:: Selected extract ::
· · · ·
Monday, January 28, 2008

The Diving Bell and the Butterfly


Since I go to Columbia, I got to support my fellow alumni. Luckily, some of us actually went somewhere. Janusz Kaminski, a notable cinematographer, is who drew me into seeing The Diving Bell and the Butterfly. When I first saw the previews for it, I kind of thought it was like Blu, where someone gets into a car crash and looses everything blah, blah, blah. I honestly had no desire to read about it or see it. But knowing that my homeboy Janusz shot it, and the fact that my girl Cara was going to see it as well made me get off my booty and go to the movies.
Thank God she made me go, because I was so wrong. Like, completely wrong. The Diving Bell centers around Jean-Dominique Bauby, a prominent figure in the fashion industry who suffers a horrible stroke. Or so we think. In reality he has a condition called "Locked-in syndrome," where you're completely coherent on the inside but completely paralyzed on the outside. His brain has no damage and he can still think and feel the things he usually would, but he cannot articulate his emotions physically in any way. This, in the hands of an amateur director could've turned into the next Hallmark channel blockbuster, with a heartwarming struggle and crappy string music. But what director Julian Schnabel and Kaminski have achieved is art. Most of the film is from Bauby's point of view, with his voice-over conveying his inner thoughts as his doctors and loved one react to his condition. And it truly is from his perspective. Because he's paralyzed, his head movement is extremely limited and what we see is from his eyes exploring the room. His depth perception is also skewed because one of his eyes has also become paralyzed. So the cinematography reflects that. Parts of the frame are not in focus, while other parts are crystal clear. The images blur and become defined as Bauby struggles for consciousness. The depth of field is almost unsettling at first because we're seeing a world that hopefully we'll never experience.
· · · ·
:: Records supplied ::
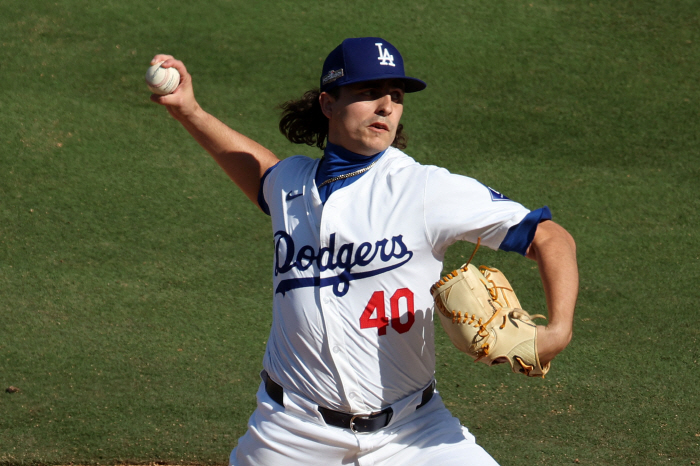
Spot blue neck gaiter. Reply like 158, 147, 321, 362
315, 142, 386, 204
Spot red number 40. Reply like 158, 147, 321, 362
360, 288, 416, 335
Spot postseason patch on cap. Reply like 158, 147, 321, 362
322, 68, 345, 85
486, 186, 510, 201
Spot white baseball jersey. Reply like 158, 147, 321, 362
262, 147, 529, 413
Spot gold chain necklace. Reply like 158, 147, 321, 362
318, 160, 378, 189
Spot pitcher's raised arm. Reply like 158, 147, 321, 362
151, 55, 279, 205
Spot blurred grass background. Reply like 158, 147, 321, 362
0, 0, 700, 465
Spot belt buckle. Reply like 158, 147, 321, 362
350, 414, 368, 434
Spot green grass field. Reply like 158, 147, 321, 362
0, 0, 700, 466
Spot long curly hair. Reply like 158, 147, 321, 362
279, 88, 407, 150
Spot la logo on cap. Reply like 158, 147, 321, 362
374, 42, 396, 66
· · · ·
:: List of tasks ::
**A)** In the review, what condition does Jean-Dominique Bauby have?
**B)** Please duplicate the part of the review between "Monday, January 28, 2008" and "to the movies.", inclusive.

:: Solutions for each task ::
**A)** Locked-in syndrome.

**B)**
Monday, January 28, 2008

The Diving Bell and the Butterfly


Since I go to Columbia, I got to support my fellow alumni. Luckily, some of us actually went somewhere. Janusz Kaminski, a notable cinematographer, is who drew me into seeing The Diving Bell and the Butterfly. When I first saw the previews for it, I kind of thought it was like Blu, where someone gets into a car crash and looses everything blah, blah, blah. I honestly had no desire to read about it or see it. But knowing that my homeboy Janusz shot it, and the fact that my girl Cara was going to see it as well made me get off my booty and go to the movies.